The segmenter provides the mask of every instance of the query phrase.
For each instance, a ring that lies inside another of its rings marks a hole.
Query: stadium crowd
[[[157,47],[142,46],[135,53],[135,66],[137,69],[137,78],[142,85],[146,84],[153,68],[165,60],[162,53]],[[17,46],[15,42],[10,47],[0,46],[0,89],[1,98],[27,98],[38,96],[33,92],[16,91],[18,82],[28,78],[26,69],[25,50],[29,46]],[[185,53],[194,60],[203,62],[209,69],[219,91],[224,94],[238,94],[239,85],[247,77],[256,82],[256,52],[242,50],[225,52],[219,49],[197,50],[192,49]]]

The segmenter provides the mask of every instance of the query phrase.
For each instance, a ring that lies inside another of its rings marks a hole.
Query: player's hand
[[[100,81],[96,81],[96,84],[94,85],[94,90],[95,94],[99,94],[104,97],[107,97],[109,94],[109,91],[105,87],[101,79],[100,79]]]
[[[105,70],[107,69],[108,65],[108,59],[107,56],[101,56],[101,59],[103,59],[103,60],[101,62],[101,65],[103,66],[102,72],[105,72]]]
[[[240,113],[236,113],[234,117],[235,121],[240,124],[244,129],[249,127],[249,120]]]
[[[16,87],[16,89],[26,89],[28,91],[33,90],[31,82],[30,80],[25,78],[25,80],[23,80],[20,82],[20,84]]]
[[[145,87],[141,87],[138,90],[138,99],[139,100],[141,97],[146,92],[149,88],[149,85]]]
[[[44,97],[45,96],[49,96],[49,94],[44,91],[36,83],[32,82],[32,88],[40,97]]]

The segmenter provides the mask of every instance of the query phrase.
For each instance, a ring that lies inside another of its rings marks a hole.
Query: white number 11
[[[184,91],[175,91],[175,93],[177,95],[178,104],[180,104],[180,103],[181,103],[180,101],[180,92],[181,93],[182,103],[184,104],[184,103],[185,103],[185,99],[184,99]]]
####################
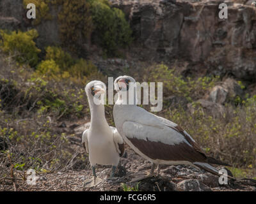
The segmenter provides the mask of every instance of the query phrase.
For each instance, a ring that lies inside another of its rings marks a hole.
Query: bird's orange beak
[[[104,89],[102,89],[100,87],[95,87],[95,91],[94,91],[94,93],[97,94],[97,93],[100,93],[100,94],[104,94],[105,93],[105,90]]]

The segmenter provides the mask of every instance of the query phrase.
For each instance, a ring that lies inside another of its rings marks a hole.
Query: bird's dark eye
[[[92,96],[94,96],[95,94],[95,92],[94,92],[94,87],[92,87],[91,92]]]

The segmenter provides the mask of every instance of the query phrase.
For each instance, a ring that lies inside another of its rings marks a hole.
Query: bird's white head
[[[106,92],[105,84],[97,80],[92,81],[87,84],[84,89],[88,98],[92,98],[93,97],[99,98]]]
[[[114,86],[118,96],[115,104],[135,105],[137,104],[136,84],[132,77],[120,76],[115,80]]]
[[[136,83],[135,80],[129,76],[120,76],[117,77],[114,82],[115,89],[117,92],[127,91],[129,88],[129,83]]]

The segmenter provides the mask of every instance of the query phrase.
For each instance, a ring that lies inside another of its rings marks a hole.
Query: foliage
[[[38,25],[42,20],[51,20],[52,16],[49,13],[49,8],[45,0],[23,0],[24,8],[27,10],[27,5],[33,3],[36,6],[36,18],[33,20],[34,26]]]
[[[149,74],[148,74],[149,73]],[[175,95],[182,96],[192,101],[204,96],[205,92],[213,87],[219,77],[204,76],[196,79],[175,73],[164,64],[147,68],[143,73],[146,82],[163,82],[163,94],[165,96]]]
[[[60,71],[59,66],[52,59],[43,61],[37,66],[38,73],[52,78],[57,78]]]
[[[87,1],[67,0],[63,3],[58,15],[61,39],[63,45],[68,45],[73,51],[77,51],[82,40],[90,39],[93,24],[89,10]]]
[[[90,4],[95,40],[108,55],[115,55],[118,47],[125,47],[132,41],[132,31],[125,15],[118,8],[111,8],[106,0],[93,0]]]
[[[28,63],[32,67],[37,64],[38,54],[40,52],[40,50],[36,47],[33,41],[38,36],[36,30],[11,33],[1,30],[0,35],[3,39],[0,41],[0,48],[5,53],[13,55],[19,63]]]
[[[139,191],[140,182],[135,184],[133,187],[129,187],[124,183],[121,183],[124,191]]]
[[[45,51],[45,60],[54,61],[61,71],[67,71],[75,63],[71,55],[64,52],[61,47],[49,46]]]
####################
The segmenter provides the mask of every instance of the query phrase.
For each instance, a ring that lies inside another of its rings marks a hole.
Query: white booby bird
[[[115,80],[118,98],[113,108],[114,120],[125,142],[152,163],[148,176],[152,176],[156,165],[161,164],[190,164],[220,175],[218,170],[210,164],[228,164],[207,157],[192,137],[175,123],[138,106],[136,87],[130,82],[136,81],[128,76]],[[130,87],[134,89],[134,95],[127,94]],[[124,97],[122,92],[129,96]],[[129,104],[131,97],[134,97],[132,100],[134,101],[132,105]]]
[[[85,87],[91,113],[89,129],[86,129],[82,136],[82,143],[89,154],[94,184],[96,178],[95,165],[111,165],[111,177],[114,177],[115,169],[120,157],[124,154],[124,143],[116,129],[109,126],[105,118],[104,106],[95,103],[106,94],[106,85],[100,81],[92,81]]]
####################
List each line from the rows above that contains the string "bird".

**Completed exercise:**
Query: bird's orange beak
Query: bird's dark eye
Query: bird's white head
Query: white booby bird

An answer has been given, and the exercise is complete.